[Study material Boundary: Start]

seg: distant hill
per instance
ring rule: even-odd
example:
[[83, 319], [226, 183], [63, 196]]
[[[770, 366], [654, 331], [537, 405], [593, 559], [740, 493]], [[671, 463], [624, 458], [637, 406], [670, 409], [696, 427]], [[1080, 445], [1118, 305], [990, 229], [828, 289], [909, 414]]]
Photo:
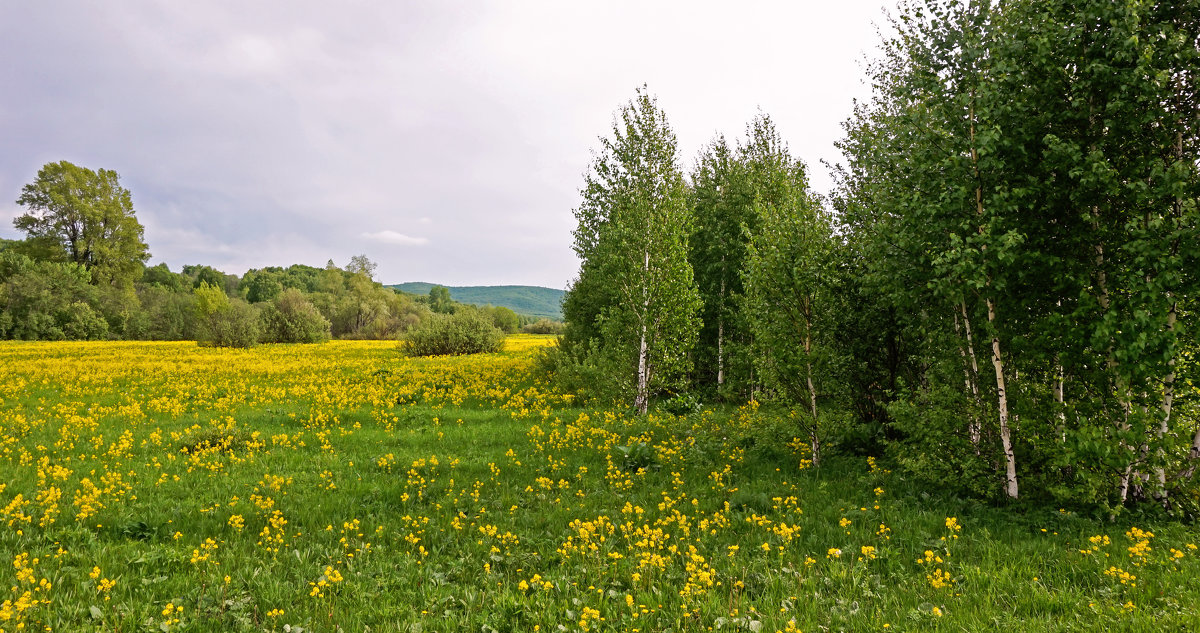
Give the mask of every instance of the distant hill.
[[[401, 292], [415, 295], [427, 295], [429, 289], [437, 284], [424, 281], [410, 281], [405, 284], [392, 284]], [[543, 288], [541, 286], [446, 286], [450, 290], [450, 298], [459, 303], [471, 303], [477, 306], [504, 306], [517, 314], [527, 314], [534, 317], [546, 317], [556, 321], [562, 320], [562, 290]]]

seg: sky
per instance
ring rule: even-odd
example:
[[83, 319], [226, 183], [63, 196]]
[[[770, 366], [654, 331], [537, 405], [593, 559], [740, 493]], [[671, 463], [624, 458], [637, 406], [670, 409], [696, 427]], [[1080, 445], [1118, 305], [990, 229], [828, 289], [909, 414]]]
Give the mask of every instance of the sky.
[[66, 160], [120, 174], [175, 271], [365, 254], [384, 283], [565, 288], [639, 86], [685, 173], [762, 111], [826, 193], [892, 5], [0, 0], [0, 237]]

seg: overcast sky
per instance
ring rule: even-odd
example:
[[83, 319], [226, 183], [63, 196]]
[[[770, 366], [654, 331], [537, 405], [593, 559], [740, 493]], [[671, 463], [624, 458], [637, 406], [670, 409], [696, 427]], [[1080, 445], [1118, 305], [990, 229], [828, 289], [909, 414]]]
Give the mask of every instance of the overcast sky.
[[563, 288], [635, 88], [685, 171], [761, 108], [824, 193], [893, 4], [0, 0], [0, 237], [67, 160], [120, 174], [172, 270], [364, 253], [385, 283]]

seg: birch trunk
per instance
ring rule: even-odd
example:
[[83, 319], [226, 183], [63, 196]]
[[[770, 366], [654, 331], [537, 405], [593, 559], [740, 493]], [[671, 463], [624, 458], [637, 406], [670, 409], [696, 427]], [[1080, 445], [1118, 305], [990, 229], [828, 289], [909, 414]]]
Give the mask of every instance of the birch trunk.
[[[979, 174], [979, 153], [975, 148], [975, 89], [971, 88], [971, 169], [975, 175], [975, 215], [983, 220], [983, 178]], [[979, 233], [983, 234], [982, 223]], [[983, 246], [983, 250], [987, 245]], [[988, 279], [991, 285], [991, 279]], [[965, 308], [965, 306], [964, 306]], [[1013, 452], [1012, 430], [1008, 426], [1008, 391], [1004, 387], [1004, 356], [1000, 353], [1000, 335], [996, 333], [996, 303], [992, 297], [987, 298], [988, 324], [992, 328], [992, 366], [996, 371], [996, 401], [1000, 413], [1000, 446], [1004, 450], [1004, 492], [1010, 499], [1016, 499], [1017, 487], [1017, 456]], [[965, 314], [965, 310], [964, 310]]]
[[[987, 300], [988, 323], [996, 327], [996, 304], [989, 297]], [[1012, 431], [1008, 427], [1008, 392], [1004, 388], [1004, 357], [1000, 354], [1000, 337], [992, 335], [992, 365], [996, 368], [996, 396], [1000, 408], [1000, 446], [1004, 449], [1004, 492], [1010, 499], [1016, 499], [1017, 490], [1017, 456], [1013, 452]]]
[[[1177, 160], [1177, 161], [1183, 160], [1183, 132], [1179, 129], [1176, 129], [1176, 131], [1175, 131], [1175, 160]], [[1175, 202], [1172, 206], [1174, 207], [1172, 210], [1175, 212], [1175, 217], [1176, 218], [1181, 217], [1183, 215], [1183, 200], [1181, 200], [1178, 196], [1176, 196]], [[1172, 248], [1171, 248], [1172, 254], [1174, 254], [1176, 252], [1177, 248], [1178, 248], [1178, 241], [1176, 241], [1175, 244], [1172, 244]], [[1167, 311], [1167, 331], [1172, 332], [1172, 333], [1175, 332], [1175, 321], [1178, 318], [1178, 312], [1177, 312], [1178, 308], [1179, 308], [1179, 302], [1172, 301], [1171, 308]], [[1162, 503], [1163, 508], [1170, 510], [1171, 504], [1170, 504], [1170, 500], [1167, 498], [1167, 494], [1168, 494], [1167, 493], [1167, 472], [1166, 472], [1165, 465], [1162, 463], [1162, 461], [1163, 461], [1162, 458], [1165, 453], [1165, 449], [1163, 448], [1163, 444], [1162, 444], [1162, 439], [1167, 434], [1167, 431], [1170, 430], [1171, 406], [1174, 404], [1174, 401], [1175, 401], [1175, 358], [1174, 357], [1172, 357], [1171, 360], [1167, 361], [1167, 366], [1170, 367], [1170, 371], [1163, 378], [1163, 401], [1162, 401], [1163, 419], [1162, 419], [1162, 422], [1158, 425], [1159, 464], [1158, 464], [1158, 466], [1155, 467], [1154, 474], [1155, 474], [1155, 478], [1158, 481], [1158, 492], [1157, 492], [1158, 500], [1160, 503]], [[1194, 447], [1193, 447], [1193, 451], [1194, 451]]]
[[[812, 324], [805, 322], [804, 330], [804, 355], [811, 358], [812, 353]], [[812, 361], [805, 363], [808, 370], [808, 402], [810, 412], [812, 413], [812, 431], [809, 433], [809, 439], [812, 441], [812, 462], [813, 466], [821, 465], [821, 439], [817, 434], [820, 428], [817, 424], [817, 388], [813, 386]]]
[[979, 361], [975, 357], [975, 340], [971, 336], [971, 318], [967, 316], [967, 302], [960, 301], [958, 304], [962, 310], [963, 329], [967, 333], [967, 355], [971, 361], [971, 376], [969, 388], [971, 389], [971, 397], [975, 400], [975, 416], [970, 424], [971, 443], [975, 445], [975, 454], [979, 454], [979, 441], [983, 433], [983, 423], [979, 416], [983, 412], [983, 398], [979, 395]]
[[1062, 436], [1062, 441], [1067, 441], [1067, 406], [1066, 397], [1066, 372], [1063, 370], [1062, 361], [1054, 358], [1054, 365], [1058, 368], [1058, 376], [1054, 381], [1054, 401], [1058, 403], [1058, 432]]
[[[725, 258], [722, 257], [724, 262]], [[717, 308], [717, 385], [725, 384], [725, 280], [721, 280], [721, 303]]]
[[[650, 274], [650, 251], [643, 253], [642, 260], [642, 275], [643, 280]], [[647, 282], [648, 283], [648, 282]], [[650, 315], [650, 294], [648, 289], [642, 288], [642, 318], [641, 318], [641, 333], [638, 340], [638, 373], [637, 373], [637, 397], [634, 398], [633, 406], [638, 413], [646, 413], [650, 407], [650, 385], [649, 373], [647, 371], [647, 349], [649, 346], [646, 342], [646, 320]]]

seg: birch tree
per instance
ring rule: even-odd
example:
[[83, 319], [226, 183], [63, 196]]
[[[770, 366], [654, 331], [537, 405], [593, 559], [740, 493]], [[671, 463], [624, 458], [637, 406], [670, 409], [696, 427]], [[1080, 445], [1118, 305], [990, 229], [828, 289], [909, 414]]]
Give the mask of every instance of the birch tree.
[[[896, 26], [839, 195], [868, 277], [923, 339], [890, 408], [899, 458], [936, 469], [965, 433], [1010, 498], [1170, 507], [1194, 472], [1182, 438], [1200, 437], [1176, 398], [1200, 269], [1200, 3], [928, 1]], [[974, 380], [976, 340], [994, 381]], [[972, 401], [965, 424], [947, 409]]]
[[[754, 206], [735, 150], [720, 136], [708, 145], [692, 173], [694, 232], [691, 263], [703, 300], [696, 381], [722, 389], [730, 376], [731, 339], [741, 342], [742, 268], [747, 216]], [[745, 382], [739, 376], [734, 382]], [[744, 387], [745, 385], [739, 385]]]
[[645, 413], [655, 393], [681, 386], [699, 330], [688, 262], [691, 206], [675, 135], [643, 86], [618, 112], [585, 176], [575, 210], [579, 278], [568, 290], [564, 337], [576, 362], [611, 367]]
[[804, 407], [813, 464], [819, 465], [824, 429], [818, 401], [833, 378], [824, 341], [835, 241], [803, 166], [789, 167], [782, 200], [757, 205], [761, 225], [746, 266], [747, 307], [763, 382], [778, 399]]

[Study material Boundary: End]
[Study material Boundary: Start]

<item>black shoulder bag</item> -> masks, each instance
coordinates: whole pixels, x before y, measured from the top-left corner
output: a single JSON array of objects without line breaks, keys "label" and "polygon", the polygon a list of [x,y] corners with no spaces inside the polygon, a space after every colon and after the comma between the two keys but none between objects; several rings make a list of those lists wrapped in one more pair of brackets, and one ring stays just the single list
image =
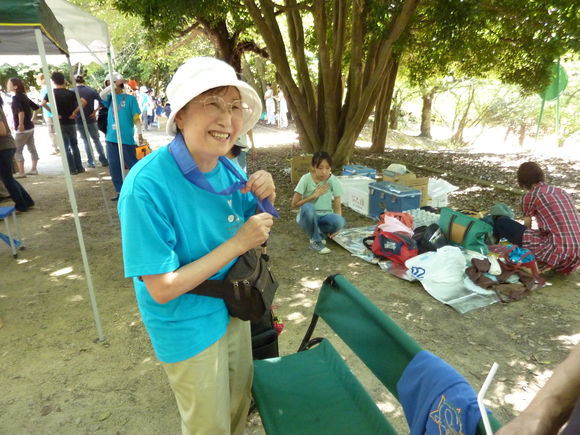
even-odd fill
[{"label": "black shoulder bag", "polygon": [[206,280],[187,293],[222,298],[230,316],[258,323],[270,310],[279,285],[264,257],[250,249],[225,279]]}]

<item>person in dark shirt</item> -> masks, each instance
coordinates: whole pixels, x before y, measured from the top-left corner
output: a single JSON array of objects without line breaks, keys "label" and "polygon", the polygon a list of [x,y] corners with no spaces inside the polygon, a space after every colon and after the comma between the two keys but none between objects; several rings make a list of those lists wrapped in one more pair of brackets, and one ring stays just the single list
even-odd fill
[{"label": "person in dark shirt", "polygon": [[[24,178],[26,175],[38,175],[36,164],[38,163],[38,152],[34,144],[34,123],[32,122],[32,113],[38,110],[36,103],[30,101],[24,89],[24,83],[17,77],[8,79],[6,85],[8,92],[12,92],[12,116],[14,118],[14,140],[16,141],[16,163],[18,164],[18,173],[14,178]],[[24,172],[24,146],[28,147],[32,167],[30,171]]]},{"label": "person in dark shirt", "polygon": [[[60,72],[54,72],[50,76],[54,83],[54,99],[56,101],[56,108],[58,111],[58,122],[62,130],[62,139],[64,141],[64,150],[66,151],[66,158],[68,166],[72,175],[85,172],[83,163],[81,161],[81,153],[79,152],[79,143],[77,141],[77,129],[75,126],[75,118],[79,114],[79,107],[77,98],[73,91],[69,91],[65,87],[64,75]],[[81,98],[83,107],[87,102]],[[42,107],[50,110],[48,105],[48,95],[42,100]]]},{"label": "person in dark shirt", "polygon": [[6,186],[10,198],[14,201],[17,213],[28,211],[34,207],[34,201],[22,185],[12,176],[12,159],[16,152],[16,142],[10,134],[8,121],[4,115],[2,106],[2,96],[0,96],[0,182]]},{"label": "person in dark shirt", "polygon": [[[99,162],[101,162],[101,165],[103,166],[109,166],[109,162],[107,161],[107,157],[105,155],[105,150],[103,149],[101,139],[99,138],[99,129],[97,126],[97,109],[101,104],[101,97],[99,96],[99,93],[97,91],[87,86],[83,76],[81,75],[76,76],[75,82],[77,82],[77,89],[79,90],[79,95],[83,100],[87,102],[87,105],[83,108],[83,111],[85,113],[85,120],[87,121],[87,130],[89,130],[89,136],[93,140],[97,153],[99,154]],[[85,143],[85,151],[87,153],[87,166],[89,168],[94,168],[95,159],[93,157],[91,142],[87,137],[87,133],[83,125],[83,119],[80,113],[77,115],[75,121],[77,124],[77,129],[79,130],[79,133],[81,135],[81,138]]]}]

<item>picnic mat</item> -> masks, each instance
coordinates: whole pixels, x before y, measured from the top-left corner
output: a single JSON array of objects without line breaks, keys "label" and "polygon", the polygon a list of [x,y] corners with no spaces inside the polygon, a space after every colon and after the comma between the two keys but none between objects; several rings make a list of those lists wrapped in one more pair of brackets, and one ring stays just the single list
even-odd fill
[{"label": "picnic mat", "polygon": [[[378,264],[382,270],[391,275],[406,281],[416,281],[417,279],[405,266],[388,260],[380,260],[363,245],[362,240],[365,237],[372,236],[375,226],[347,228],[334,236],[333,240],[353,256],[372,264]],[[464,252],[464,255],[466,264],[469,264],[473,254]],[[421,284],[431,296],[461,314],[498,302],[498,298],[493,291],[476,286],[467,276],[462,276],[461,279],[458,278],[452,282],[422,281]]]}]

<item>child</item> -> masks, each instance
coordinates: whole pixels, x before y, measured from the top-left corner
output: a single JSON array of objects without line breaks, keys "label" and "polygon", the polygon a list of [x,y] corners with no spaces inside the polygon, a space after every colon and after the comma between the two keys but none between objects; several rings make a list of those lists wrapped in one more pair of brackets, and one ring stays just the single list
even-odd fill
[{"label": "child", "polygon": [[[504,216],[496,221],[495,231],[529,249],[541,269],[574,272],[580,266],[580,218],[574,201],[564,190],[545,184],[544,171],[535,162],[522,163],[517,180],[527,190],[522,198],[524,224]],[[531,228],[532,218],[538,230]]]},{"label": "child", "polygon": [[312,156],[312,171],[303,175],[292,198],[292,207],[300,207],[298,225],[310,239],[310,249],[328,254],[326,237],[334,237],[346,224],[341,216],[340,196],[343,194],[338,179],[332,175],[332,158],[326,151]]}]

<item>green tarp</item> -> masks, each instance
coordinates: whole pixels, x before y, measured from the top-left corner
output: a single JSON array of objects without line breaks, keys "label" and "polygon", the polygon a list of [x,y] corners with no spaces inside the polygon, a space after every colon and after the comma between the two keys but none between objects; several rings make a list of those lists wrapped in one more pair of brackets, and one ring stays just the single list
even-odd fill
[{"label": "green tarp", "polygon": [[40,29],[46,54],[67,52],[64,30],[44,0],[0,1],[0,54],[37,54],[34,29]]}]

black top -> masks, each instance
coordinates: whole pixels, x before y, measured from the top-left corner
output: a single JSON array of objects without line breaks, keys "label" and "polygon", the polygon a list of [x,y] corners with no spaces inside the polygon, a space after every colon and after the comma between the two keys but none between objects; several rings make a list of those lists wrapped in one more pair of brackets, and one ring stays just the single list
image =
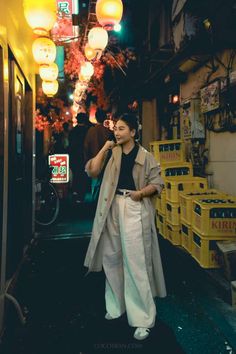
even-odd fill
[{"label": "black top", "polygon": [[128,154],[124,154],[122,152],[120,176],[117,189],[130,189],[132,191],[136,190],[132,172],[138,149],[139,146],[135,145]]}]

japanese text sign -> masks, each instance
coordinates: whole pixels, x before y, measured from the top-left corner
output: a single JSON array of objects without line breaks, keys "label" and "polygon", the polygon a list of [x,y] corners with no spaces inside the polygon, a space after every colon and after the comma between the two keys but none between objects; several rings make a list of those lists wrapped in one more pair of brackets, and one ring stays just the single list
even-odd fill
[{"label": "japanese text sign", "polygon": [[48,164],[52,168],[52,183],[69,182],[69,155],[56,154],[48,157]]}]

[Study material Boundary: End]

## Exercise directions
Reply with nothing but the number of lines in the data that include the word "item".

## Answer space
5